(Dataset entries)
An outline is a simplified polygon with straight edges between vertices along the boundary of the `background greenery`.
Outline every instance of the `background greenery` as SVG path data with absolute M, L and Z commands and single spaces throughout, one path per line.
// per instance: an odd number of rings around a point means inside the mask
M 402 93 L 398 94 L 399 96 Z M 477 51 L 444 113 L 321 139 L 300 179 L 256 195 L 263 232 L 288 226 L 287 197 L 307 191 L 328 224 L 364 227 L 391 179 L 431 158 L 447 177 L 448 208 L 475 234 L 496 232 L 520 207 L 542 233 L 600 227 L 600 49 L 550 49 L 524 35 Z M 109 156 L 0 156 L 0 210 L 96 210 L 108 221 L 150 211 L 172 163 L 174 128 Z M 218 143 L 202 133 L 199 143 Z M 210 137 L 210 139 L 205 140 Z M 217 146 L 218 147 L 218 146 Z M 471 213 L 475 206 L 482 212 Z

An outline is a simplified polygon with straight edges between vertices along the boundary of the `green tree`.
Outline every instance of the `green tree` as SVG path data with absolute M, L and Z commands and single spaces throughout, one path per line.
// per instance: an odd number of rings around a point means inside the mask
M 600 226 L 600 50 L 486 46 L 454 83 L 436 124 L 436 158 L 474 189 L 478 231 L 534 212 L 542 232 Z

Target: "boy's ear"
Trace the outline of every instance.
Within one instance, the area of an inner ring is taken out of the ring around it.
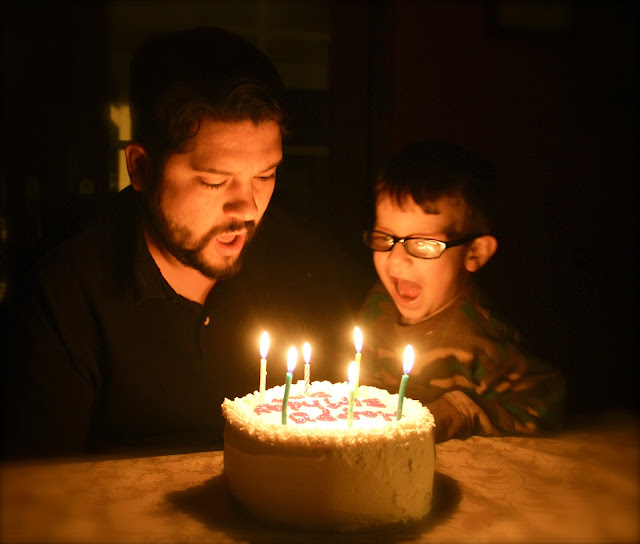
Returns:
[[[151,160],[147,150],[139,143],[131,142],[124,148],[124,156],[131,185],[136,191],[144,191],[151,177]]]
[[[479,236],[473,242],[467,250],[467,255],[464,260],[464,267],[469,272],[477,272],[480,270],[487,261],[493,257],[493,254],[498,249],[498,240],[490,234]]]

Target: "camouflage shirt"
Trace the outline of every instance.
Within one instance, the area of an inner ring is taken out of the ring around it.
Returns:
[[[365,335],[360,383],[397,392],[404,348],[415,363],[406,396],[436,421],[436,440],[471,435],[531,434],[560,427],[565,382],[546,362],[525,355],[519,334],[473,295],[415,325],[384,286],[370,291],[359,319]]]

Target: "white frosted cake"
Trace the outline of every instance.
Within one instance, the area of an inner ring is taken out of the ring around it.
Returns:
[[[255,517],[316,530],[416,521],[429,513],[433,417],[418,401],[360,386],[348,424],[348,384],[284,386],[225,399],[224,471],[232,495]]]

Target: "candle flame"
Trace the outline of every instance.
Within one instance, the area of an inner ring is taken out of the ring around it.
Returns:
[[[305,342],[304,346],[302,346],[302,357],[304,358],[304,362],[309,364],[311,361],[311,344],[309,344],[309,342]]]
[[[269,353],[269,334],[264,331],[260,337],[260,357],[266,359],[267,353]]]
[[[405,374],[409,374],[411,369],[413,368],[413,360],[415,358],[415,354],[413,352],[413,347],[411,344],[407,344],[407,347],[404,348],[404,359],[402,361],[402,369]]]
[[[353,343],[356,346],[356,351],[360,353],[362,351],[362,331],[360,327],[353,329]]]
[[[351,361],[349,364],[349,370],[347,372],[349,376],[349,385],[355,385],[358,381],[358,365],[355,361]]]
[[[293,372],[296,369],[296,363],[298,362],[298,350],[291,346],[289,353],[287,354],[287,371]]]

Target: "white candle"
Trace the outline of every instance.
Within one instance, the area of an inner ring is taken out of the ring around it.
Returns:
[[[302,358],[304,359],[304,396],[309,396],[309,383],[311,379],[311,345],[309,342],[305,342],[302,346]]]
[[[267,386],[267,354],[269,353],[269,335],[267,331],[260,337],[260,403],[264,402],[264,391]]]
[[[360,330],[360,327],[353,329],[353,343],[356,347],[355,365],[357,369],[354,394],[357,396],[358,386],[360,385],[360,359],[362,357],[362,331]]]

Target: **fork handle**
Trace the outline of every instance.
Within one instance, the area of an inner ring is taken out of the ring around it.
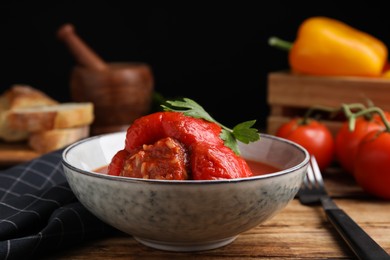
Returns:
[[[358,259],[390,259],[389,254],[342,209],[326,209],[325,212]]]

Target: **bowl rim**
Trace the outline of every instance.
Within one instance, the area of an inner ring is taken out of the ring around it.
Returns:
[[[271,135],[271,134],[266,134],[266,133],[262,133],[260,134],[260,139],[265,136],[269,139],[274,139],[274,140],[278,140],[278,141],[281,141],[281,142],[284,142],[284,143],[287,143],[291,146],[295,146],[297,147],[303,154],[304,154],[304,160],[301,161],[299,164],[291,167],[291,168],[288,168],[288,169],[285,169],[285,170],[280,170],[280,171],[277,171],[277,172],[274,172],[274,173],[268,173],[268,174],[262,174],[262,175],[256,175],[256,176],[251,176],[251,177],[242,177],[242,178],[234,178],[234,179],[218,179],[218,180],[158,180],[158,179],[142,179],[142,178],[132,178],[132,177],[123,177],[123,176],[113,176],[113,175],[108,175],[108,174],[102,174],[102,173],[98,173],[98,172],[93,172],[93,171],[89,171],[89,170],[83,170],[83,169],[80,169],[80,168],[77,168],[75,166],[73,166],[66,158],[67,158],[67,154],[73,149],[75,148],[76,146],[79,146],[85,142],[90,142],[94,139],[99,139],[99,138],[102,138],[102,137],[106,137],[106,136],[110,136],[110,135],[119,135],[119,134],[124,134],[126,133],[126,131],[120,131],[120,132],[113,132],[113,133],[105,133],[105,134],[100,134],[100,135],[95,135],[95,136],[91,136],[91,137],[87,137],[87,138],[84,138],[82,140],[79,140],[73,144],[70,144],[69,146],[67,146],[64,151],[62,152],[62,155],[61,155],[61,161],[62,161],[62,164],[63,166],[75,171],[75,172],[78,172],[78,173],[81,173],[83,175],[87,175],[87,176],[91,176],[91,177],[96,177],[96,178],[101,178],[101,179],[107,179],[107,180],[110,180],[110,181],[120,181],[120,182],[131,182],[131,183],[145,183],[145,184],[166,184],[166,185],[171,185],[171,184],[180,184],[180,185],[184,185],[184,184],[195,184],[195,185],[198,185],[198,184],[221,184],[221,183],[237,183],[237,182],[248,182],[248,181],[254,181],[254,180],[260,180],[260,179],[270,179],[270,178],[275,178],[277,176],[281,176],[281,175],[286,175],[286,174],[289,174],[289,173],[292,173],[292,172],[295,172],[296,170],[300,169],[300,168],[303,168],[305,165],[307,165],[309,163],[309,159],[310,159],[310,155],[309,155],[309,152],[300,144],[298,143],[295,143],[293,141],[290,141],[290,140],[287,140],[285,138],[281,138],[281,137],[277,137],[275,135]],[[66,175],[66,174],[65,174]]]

==

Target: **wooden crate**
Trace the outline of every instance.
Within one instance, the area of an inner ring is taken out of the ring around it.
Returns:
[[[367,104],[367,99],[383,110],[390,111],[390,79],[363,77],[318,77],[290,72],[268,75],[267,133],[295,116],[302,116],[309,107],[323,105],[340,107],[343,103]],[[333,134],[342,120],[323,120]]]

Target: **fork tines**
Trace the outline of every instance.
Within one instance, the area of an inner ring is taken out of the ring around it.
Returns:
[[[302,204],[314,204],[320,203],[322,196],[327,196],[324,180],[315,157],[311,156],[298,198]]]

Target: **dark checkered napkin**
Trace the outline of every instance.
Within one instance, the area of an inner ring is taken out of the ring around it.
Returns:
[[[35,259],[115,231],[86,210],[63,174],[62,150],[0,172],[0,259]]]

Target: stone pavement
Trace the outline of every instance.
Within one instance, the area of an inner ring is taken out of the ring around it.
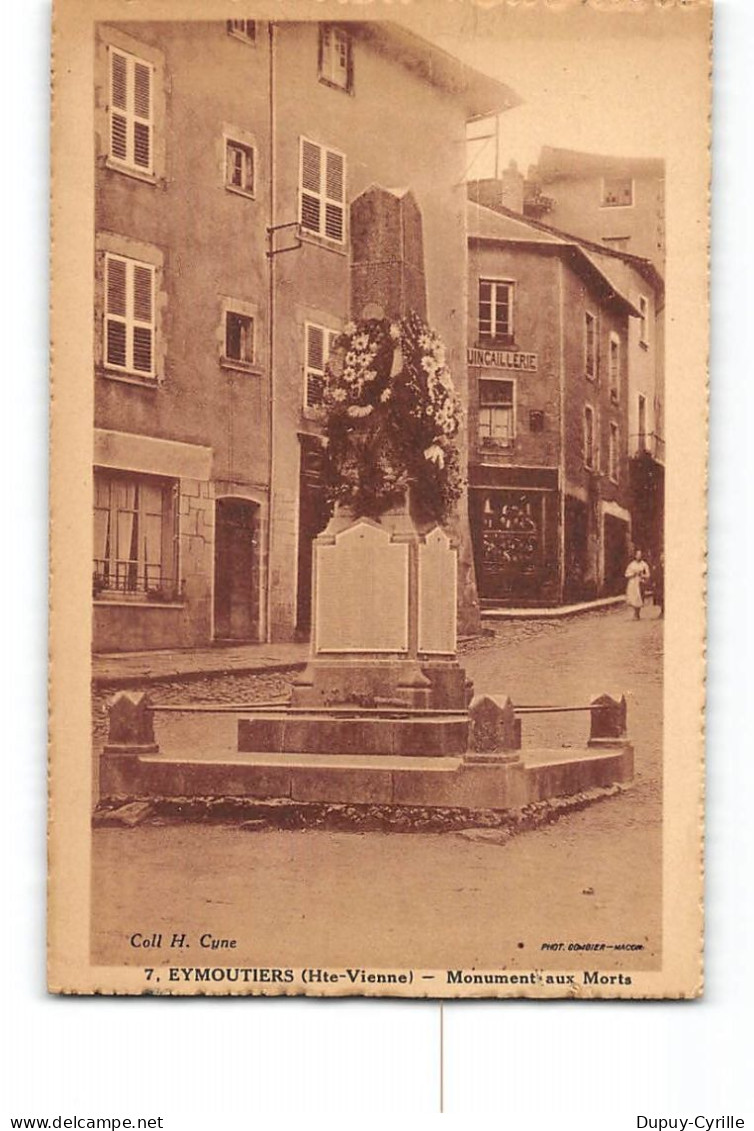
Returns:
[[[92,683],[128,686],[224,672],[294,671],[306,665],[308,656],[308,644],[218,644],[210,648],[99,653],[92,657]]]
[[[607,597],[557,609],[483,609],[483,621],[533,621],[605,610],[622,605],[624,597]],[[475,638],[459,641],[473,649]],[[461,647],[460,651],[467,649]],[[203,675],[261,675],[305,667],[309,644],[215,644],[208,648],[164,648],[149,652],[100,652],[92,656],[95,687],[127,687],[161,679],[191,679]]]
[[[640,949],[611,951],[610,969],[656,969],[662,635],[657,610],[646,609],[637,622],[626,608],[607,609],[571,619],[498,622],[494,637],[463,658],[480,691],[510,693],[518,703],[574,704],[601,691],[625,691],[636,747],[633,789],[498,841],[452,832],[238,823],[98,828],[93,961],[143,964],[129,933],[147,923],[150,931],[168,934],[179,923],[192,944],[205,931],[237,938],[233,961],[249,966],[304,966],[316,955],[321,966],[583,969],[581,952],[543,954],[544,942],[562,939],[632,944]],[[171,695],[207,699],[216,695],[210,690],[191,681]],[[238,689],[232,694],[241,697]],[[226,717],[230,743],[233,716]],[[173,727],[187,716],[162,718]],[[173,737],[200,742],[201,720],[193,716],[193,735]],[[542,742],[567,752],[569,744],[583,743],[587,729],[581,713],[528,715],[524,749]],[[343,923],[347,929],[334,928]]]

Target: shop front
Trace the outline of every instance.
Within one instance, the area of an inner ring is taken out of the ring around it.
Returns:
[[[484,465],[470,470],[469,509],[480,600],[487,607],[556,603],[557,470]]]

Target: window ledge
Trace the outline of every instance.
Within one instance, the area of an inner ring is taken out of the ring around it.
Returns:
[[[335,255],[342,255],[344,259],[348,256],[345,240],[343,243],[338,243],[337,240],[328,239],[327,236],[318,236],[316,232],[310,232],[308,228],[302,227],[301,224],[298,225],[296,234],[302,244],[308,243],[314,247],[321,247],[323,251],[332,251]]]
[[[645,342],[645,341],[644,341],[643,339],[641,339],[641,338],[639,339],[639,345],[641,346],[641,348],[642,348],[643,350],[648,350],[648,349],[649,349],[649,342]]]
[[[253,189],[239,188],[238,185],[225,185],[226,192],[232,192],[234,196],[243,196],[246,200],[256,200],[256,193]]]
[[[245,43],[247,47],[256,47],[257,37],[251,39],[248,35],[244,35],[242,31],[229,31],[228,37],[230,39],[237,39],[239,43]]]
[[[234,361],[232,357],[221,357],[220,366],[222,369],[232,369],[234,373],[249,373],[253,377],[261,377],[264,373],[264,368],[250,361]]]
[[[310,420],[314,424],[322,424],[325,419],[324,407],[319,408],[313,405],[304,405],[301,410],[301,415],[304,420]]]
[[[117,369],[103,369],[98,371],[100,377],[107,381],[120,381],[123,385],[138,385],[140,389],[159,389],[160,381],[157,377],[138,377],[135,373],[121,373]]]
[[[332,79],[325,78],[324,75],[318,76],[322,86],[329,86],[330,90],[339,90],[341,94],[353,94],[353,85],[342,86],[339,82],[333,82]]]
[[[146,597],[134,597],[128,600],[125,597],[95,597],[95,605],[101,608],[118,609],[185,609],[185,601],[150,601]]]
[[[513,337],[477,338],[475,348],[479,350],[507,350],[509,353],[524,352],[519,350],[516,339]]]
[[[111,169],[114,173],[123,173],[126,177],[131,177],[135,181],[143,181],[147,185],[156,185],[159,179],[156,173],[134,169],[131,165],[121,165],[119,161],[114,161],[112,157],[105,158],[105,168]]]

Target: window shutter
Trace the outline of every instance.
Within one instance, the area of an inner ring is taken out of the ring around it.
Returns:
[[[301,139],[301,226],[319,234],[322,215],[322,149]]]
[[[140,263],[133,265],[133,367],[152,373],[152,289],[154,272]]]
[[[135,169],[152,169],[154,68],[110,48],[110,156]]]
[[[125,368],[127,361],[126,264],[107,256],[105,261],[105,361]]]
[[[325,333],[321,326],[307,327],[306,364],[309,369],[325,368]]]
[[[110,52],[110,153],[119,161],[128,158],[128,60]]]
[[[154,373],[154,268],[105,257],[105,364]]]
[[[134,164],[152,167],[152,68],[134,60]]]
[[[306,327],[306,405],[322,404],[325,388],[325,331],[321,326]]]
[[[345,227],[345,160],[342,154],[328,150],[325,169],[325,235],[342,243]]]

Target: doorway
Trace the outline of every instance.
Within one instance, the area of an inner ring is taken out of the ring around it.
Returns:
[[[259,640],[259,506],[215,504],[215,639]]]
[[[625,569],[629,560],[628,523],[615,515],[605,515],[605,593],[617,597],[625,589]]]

--

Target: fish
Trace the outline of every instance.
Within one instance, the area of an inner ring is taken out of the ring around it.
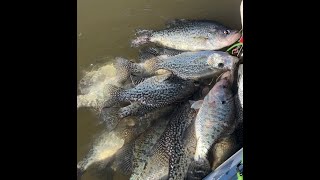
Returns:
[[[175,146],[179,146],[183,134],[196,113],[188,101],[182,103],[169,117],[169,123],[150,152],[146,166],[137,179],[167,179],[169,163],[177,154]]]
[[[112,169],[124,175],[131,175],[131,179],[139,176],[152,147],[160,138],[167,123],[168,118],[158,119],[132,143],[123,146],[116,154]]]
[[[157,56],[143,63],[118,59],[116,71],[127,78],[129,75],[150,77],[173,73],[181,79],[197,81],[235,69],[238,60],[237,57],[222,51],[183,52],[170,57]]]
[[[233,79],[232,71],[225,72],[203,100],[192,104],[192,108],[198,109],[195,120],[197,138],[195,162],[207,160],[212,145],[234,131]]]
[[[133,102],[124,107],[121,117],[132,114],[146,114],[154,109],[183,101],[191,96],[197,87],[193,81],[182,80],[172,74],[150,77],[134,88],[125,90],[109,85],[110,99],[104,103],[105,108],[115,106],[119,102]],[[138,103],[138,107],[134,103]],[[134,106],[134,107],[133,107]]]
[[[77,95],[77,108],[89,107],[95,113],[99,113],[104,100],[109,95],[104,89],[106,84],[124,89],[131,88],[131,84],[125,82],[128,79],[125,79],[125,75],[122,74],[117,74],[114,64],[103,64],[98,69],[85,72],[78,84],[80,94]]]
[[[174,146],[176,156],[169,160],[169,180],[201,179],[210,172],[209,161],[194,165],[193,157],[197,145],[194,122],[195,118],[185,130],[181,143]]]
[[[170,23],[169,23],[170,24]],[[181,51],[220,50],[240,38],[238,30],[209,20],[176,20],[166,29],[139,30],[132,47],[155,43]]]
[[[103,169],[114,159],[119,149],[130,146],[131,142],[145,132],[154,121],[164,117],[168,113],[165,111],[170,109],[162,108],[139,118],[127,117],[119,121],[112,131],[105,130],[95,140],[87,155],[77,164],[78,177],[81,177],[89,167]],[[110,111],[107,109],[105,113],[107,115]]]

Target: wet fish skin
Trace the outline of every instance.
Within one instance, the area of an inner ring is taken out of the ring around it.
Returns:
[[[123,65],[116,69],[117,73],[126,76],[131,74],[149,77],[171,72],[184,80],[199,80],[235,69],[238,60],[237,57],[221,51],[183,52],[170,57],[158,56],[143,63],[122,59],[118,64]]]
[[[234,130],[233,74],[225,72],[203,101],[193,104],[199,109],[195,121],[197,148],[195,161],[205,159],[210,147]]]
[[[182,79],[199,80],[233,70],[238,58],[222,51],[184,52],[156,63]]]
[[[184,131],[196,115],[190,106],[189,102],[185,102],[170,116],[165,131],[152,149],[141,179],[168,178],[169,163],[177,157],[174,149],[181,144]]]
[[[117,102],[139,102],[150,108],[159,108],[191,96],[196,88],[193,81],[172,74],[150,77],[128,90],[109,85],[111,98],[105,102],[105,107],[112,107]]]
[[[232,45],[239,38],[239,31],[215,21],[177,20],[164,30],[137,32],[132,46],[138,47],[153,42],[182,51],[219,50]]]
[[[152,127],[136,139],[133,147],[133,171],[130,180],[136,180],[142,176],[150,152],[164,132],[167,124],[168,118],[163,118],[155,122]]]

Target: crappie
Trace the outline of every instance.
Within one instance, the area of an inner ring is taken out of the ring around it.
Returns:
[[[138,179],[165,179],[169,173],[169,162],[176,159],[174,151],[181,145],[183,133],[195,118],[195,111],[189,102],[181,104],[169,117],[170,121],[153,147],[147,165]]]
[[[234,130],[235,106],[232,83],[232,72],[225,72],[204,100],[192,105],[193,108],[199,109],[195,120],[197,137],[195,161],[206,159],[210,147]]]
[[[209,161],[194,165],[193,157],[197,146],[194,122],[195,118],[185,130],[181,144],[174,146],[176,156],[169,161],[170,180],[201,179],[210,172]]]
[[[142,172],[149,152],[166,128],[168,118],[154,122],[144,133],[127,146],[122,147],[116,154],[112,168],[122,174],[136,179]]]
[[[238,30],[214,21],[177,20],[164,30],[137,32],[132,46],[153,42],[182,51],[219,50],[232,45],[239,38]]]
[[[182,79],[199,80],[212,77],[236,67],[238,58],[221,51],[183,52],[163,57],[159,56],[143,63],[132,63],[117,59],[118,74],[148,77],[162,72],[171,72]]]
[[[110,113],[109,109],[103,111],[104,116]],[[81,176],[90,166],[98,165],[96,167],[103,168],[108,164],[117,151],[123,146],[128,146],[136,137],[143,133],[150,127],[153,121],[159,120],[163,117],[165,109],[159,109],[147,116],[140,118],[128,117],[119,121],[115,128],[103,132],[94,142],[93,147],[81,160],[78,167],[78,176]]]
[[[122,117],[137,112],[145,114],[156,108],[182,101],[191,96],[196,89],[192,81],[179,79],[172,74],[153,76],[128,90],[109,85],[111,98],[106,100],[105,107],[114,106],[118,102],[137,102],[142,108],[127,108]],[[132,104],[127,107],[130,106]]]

WHAT TO PRODUCE ->
Take from the entries every line that has the string "along".

THE ANSWER ->
An outline is a simplified polygon with straight edges between vertices along the boundary of the `background greenery`.
An outline is a simplified polygon with straight edges between vertices along the boundary of the `green tree`.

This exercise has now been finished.